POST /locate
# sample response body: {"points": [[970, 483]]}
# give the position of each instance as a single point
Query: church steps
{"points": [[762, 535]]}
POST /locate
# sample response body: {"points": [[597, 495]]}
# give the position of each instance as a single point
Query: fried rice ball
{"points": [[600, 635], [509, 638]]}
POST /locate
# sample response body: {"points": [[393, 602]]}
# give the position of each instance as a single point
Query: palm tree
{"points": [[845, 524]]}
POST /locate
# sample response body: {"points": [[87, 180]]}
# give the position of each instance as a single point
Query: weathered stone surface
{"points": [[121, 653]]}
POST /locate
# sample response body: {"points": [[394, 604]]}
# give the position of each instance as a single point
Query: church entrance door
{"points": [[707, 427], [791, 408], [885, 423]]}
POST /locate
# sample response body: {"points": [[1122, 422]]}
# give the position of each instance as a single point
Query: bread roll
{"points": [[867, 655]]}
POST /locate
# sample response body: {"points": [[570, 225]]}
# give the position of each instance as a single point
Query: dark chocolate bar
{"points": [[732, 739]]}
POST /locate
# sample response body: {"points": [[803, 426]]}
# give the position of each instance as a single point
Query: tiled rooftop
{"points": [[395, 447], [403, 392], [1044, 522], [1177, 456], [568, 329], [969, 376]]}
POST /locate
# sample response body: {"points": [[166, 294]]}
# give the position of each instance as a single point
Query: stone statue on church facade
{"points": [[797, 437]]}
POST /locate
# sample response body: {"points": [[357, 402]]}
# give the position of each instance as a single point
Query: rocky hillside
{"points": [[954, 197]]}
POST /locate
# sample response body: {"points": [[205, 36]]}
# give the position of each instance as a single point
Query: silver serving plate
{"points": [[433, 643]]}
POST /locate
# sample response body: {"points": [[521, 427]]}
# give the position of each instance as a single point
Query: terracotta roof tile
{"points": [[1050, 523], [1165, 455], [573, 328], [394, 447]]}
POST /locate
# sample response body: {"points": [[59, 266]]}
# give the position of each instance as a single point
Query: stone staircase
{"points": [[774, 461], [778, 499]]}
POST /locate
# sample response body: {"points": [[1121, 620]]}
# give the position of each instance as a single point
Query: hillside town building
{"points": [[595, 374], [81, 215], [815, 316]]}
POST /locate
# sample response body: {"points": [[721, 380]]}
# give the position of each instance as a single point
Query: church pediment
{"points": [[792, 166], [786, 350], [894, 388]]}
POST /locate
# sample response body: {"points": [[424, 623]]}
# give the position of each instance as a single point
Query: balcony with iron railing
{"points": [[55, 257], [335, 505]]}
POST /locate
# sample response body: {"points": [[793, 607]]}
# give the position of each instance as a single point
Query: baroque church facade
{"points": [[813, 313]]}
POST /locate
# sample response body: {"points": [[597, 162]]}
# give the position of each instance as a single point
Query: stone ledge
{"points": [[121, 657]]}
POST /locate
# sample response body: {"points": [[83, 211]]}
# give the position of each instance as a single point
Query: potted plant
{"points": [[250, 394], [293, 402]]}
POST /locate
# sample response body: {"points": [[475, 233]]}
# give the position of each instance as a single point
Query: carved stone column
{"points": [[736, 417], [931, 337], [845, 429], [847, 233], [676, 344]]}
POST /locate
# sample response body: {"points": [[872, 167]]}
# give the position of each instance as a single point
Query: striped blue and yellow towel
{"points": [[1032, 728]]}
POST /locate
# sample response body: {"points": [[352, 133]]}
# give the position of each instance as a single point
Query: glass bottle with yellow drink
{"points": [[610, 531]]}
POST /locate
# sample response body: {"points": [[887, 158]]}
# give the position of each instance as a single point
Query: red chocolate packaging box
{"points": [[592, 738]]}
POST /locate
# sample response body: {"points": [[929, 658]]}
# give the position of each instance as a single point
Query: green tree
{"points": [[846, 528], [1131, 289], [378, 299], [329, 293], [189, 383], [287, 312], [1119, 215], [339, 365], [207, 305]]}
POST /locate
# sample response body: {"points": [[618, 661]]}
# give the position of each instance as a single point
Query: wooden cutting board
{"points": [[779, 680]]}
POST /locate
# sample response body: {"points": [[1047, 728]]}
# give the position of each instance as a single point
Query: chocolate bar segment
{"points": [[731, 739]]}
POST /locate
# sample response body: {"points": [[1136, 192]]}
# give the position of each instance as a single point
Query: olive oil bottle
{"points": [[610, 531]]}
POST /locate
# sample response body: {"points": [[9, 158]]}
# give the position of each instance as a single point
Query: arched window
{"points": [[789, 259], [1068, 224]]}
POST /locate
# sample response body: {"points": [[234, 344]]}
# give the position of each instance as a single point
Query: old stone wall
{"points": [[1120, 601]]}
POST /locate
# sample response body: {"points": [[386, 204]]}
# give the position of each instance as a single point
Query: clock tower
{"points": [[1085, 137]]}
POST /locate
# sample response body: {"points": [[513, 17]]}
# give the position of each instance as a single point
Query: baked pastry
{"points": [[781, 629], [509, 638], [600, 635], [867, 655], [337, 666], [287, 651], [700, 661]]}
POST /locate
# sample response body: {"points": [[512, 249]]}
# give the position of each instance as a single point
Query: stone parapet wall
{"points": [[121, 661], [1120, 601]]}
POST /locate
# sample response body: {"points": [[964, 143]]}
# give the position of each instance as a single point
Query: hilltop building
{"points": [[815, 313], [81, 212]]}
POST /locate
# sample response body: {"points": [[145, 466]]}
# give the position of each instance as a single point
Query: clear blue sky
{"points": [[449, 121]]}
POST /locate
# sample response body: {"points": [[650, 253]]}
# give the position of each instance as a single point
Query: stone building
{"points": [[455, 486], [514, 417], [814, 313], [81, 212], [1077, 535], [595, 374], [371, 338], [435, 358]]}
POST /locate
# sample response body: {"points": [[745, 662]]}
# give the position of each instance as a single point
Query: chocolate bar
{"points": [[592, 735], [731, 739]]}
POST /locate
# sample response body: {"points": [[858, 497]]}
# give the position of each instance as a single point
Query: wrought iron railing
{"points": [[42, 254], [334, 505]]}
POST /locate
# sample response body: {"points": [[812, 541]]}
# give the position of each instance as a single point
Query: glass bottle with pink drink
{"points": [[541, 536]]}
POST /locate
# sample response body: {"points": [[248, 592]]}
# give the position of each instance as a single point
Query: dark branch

● ● ● ● ●

Direction:
Repeat every record, exactly as written.

Worked solution:
POST /locate
# sample response body: {"points": [[970, 483]]}
# give the position of each instance as a single point
Query: church steps
{"points": [[762, 535]]}
POST /locate
# sample response body: {"points": [[597, 495]]}
# give the position of each instance as a single point
Query: fried rice ball
{"points": [[600, 635], [509, 638]]}
POST /locate
# sample response body: {"points": [[393, 602]]}
# give the position of each instance as a single point
Query: palm tree
{"points": [[845, 524]]}
POST /locate
# sample response body: {"points": [[87, 180]]}
# give the position of each instance as a single point
Query: weathered stone surface
{"points": [[121, 653]]}
POST /locate
# sample response body: {"points": [[394, 604]]}
# give the position of each instance as a single point
Query: church entrance door
{"points": [[707, 427], [791, 408], [885, 423]]}
POST /locate
# sample response body: {"points": [[1122, 422]]}
# give the position of each instance as a single point
Query: bread roll
{"points": [[867, 655]]}
POST /locate
# sample response body: {"points": [[570, 225]]}
# give the position of each instance as a single point
Query: dark chocolate bar
{"points": [[732, 739]]}
POST /locate
# sample response body: {"points": [[803, 426]]}
# give the position of each instance as a single point
Query: tiled rooftop
{"points": [[395, 447], [403, 392], [1044, 522], [1177, 456], [568, 329], [969, 376]]}
POST /locate
# sample response body: {"points": [[166, 294]]}
# give the position of each instance as a single point
Query: stone statue on church facade
{"points": [[797, 437]]}
POST /locate
# sample response body: {"points": [[357, 402]]}
# give the position of each instance as a single point
Query: rocky hillside
{"points": [[954, 197]]}
POST /locate
# sample response body: {"points": [[205, 36]]}
# give the position of each instance as a single point
Query: silver serving plate
{"points": [[433, 643]]}
POST /locate
# sample response body: {"points": [[521, 427]]}
# give the position of each instance as a single point
Query: terracotta roof tile
{"points": [[1050, 523], [1165, 455], [573, 328], [394, 447]]}
POST /locate
# sample response body: {"points": [[59, 266]]}
# give the position of each instance as a single point
Query: stone staircase
{"points": [[774, 461], [778, 499]]}
POST /locate
# sample response body: {"points": [[1121, 620]]}
# give the position of each instance as a single point
Query: hillside town building
{"points": [[595, 374], [81, 215], [815, 316]]}
POST /locate
# sample response body: {"points": [[721, 380]]}
# give the position of each instance as a single point
Query: church pediment
{"points": [[792, 166], [786, 350], [894, 388]]}
POST /locate
# sample response body: {"points": [[424, 623]]}
# give the position of each instance as a single point
Query: balcony with iron railing
{"points": [[55, 257], [335, 505]]}
POST /locate
# sample response body: {"points": [[793, 607]]}
# give the position of each instance as a single point
Query: baroque church facade
{"points": [[813, 313]]}
POST /locate
# sample response body: {"points": [[597, 162]]}
# give the position of each instance as a single point
Query: stone ledge
{"points": [[121, 657]]}
POST /locate
# sample response body: {"points": [[83, 211]]}
# give the position of each instance as a single point
Query: potted plant
{"points": [[250, 394], [293, 402]]}
POST /locate
# sample response body: {"points": [[475, 233]]}
# give the position of each instance as a single point
Query: carved stone column
{"points": [[736, 417], [931, 337], [845, 429], [847, 233], [676, 344]]}
POST /locate
# sample response body: {"points": [[872, 167]]}
# give the position of each instance as a single point
Query: striped blue and yellow towel
{"points": [[1032, 728]]}
POST /locate
# sample response body: {"points": [[352, 133]]}
# give the position of each instance as a single point
Query: glass bottle with yellow drink
{"points": [[610, 531]]}
POST /locate
# sample response body: {"points": [[887, 158]]}
# give the position of each instance as a single point
Query: red chocolate packaging box
{"points": [[592, 738]]}
POST /locate
# sample response body: {"points": [[929, 658]]}
# give the position of each instance as a single point
Query: green tree
{"points": [[846, 528], [1131, 289], [378, 299], [329, 293], [189, 383], [287, 312], [1119, 215], [339, 365], [207, 305]]}
POST /locate
# sample response body: {"points": [[618, 661]]}
# give the position of each instance as a single point
Query: wooden cutting board
{"points": [[779, 680]]}
POST /locate
# sample response body: {"points": [[1047, 728]]}
# give the position of each instance as a single point
Query: chocolate bar segment
{"points": [[731, 739]]}
POST /locate
# sample response body: {"points": [[1136, 192]]}
# give the position of each instance as a single point
Query: olive oil bottle
{"points": [[610, 531]]}
POST /locate
# sample response body: {"points": [[9, 158]]}
# give the position of each instance as a single point
Query: arched window
{"points": [[789, 259], [1068, 224]]}
POST /locate
# sample response body: {"points": [[234, 344]]}
# give the position of each instance as a single point
Query: old stone wall
{"points": [[1120, 601]]}
POST /locate
# sample response body: {"points": [[386, 204]]}
# give the position of each instance as a single point
Query: clock tower
{"points": [[1085, 137]]}
POST /locate
# sample response body: {"points": [[513, 17]]}
# give the position of each instance as a single point
Query: baked pastry
{"points": [[781, 629], [509, 638], [600, 635], [867, 655], [337, 666], [287, 651], [700, 661]]}
POST /locate
# sample response body: {"points": [[512, 249]]}
# give the position of each instance as a single point
Query: stone parapet wall
{"points": [[121, 661], [1120, 601]]}
POST /locate
# sample response body: {"points": [[964, 143]]}
# give the position of each instance as a single point
Query: hilltop building
{"points": [[815, 313], [81, 212]]}
POST /locate
# sample response body: {"points": [[145, 466]]}
# give the position of each instance as a single point
Query: clear blue sky
{"points": [[449, 121]]}
POST /locate
# sample response body: {"points": [[650, 253]]}
# give the position of each instance as a single point
Query: stone building
{"points": [[455, 486], [514, 417], [814, 313], [81, 212], [1077, 535], [595, 374], [371, 338], [435, 358]]}
POST /locate
# sample response body: {"points": [[745, 662]]}
# give the position of each instance as a single point
Query: chocolate bar
{"points": [[592, 735], [731, 739]]}
POST /locate
# sample response body: {"points": [[858, 497]]}
# give the position of each instance as a single point
Query: wrought iron railing
{"points": [[42, 254], [334, 505]]}
POST /locate
# sample response body: {"points": [[812, 541]]}
# give the position of each instance as a single point
Query: glass bottle with pink drink
{"points": [[541, 536]]}
POST /locate
# sample response body: {"points": [[248, 592]]}
# give the position of each instance as a single point
Query: dark branch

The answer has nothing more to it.